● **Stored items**
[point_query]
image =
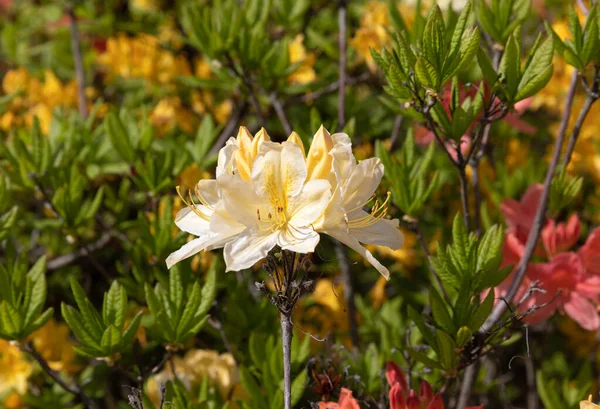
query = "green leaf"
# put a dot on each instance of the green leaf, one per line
(447, 348)
(440, 313)
(209, 290)
(111, 340)
(538, 72)
(426, 73)
(424, 359)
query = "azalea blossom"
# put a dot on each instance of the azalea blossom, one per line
(346, 401)
(270, 194)
(401, 397)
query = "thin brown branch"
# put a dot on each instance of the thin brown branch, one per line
(538, 221)
(78, 63)
(71, 387)
(342, 64)
(229, 129)
(64, 260)
(287, 127)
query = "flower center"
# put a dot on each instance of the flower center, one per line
(378, 212)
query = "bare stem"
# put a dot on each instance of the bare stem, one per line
(286, 339)
(538, 221)
(287, 127)
(466, 386)
(73, 388)
(78, 62)
(342, 255)
(342, 64)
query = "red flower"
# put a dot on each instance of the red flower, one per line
(346, 401)
(590, 252)
(558, 238)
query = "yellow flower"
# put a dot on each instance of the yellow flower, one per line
(14, 372)
(221, 370)
(305, 72)
(53, 343)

● **WRITTEN PROBLEM**
Print every row above word for word, leaving out the pictures.

● **FULL OUTPUT**
[point_query]
image =
query = "green leaf"
# put a dot on each instance of the green leaf, one per line
(447, 348)
(440, 313)
(209, 290)
(111, 340)
(538, 72)
(426, 73)
(424, 359)
query = "azalea blossom"
# put a dot on each instance of the azalea blossom, one per line
(346, 401)
(270, 194)
(401, 397)
query = "thin brown branch"
# put a dot on each instance of the thin brown branch, one per line
(538, 221)
(78, 63)
(71, 387)
(342, 64)
(229, 129)
(64, 260)
(287, 127)
query = "flower center"
# put a dot on each instance of the flower center, one per line
(378, 212)
query = "bare stem"
# put a dot on each instance of the bare stem, one per line
(286, 339)
(538, 221)
(287, 127)
(466, 386)
(73, 388)
(78, 62)
(342, 255)
(342, 64)
query = "red flower"
# put a dot on each instance of the red flower, one per line
(346, 401)
(590, 252)
(558, 238)
query = "yellow flower"
# put a dot on each instance of the yellow flower, one per line
(14, 372)
(221, 370)
(305, 72)
(53, 343)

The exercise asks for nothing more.